Source data
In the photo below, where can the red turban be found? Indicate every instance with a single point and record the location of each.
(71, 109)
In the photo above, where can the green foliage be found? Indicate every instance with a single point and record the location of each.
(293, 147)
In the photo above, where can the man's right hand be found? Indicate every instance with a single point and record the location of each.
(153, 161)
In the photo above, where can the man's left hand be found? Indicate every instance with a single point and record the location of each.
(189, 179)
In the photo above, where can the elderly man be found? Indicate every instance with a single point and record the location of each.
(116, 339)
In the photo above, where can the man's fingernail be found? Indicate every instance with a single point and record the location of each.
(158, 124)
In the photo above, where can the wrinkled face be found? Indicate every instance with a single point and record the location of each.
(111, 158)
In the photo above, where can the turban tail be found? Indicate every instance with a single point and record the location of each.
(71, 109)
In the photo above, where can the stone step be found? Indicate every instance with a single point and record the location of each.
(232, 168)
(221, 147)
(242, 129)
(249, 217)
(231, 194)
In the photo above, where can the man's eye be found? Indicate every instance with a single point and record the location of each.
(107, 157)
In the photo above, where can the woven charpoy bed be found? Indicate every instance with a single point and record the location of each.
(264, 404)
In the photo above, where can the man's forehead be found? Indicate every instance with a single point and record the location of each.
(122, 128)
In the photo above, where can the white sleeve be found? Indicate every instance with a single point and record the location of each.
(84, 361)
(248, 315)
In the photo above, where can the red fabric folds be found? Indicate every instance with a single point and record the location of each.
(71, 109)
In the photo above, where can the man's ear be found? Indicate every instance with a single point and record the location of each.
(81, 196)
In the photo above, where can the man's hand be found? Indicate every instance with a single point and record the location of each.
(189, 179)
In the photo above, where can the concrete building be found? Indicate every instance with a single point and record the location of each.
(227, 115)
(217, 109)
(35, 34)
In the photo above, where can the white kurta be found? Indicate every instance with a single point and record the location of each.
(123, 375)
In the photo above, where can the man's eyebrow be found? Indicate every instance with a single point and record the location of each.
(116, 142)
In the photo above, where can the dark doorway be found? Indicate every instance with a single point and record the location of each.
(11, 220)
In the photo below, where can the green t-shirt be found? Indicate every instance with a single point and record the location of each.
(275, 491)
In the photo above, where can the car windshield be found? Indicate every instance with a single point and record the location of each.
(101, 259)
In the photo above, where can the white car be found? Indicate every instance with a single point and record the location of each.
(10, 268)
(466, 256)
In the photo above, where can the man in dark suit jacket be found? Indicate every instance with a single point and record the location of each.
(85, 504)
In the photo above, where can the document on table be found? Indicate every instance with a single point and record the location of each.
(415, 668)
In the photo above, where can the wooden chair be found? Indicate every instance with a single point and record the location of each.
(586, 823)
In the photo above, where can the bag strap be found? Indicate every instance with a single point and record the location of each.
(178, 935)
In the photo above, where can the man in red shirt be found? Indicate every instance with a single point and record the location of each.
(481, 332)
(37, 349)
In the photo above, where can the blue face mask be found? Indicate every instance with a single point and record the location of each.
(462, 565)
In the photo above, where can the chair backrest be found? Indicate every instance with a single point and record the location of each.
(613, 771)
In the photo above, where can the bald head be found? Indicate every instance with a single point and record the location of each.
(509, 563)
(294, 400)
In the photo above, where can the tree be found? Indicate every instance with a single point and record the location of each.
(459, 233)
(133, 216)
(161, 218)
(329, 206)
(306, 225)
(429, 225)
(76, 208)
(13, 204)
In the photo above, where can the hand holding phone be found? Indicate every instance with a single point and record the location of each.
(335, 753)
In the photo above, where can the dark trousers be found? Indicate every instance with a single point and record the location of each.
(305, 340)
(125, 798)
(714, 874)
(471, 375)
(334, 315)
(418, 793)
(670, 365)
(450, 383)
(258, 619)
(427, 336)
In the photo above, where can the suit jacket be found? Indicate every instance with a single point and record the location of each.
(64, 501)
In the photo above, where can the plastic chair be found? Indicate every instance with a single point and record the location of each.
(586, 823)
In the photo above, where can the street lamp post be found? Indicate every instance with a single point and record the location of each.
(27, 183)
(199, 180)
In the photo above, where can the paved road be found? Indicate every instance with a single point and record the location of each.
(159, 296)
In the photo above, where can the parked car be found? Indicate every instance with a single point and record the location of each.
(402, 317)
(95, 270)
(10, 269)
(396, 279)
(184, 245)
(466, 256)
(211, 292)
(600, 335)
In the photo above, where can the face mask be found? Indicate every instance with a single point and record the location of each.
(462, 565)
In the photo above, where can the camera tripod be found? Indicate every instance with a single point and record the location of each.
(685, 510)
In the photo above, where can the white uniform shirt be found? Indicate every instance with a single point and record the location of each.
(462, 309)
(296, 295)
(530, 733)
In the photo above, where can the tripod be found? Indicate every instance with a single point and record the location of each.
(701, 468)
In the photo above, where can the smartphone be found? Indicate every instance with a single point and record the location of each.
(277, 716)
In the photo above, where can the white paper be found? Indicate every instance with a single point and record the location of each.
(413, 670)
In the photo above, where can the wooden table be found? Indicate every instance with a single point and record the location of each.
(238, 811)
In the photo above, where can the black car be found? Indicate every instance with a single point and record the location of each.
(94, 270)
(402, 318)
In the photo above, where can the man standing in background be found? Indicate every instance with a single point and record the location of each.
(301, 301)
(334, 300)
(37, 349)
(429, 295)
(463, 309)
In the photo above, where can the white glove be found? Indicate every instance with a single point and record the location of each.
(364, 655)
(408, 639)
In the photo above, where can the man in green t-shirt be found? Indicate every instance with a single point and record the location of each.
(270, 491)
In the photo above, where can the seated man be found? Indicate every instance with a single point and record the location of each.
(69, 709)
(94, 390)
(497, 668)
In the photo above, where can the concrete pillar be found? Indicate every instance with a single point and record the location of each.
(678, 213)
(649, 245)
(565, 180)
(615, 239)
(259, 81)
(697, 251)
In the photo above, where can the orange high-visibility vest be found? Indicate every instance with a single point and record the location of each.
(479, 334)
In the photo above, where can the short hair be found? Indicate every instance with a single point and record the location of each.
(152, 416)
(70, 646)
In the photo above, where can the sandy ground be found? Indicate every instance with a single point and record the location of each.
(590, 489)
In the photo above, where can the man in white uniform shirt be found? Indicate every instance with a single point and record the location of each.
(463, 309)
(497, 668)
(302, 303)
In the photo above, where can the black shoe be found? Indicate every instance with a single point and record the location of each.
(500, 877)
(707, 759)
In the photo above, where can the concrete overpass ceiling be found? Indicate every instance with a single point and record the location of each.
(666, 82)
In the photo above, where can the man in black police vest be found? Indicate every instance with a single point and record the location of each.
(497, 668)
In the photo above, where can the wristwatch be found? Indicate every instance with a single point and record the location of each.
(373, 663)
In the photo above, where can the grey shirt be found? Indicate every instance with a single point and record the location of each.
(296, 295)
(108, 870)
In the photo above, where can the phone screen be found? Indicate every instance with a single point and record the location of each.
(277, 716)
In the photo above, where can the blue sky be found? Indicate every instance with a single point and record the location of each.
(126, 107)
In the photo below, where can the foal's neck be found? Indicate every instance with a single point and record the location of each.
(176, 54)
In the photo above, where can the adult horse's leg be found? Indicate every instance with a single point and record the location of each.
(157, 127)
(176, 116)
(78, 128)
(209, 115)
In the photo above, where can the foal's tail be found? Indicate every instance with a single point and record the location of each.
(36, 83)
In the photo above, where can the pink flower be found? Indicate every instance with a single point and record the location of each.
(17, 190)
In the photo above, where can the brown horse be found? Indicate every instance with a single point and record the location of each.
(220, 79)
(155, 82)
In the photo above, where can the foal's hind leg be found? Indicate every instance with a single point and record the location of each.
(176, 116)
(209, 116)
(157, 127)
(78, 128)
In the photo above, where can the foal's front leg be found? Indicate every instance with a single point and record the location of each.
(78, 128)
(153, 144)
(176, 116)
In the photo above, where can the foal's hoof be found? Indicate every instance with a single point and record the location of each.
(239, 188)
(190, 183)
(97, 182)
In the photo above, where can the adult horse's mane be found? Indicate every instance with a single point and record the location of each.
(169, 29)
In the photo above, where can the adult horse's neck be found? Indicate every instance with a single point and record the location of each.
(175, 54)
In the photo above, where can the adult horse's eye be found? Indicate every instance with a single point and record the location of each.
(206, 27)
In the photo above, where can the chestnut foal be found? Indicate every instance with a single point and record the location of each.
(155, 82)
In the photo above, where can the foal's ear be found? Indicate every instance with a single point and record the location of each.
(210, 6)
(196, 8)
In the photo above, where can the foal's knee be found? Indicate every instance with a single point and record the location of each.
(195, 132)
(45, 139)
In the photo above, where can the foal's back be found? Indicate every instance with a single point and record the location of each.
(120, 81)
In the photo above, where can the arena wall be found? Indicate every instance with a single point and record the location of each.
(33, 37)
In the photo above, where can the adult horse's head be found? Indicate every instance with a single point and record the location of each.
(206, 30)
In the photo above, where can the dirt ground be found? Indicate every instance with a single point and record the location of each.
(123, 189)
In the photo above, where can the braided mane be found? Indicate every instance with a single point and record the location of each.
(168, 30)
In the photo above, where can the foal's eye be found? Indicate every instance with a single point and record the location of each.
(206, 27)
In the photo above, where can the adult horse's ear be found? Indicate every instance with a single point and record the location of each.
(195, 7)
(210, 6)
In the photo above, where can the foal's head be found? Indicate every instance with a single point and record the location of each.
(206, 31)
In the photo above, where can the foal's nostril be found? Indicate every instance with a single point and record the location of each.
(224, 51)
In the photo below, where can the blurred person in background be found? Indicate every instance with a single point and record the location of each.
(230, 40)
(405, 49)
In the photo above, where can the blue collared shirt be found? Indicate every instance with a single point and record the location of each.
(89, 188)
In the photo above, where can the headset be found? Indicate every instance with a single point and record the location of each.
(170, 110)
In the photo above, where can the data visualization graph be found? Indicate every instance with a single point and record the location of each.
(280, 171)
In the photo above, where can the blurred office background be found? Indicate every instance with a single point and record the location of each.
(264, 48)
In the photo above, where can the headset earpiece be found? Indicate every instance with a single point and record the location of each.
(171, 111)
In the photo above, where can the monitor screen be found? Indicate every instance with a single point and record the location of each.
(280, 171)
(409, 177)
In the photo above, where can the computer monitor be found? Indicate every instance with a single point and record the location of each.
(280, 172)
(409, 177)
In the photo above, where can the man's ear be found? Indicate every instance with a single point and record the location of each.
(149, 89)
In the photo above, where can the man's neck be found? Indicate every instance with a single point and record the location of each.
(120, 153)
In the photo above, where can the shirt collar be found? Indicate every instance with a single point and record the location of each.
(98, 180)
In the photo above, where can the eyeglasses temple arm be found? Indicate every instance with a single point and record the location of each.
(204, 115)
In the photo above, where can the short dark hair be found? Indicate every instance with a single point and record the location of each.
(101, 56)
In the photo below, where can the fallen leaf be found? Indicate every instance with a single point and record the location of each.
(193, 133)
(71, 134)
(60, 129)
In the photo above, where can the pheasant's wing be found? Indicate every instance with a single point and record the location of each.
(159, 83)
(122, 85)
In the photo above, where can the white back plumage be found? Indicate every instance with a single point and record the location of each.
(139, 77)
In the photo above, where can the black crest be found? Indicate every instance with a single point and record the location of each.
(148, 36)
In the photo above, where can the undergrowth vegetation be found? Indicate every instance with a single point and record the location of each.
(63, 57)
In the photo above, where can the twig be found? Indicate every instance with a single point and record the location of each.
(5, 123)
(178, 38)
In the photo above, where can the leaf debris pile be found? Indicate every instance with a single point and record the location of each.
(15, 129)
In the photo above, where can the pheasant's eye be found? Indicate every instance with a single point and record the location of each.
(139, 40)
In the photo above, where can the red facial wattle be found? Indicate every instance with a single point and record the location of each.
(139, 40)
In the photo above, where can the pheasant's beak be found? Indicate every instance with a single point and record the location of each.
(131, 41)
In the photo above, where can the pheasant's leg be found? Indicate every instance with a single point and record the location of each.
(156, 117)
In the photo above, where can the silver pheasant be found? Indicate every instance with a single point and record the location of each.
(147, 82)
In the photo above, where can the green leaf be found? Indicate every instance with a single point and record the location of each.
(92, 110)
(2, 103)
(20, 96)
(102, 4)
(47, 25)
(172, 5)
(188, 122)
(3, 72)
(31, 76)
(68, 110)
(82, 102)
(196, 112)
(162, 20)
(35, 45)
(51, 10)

### Goal
Reproduce the final stretch of the data above: every line from the one holding "In the photo above, where can the leaf" through the end, inclusive, exactly as written and nothing else.

### Solution for this task
In the photo above, where can the leaf debris pile be found? Indicate every instance with a single point and record the location of each.
(15, 129)
In the photo above, where can the pheasant's eye be found? Indicate every instance with a single point and record the location of each.
(139, 40)
In the photo above, where can the red facial wattle be found? Indicate every instance with a single point and record the location of each.
(139, 40)
In the photo above, where can the pheasant's beak be found? Indicate every instance with a single point and record the location of each.
(131, 41)
In the photo above, where can the pheasant's leg be found? Indicate every instance with a single point and record the location of each.
(156, 117)
In the photo above, where can the silver pheasant be found? Indicate every instance with a single point and record the location of each.
(147, 82)
In the photo above, where can the green leaf be found? Indicate every instance with a single point and record the location of each.
(92, 110)
(2, 103)
(20, 96)
(102, 4)
(47, 25)
(172, 5)
(188, 122)
(3, 72)
(31, 76)
(68, 110)
(82, 102)
(196, 112)
(162, 20)
(35, 45)
(51, 10)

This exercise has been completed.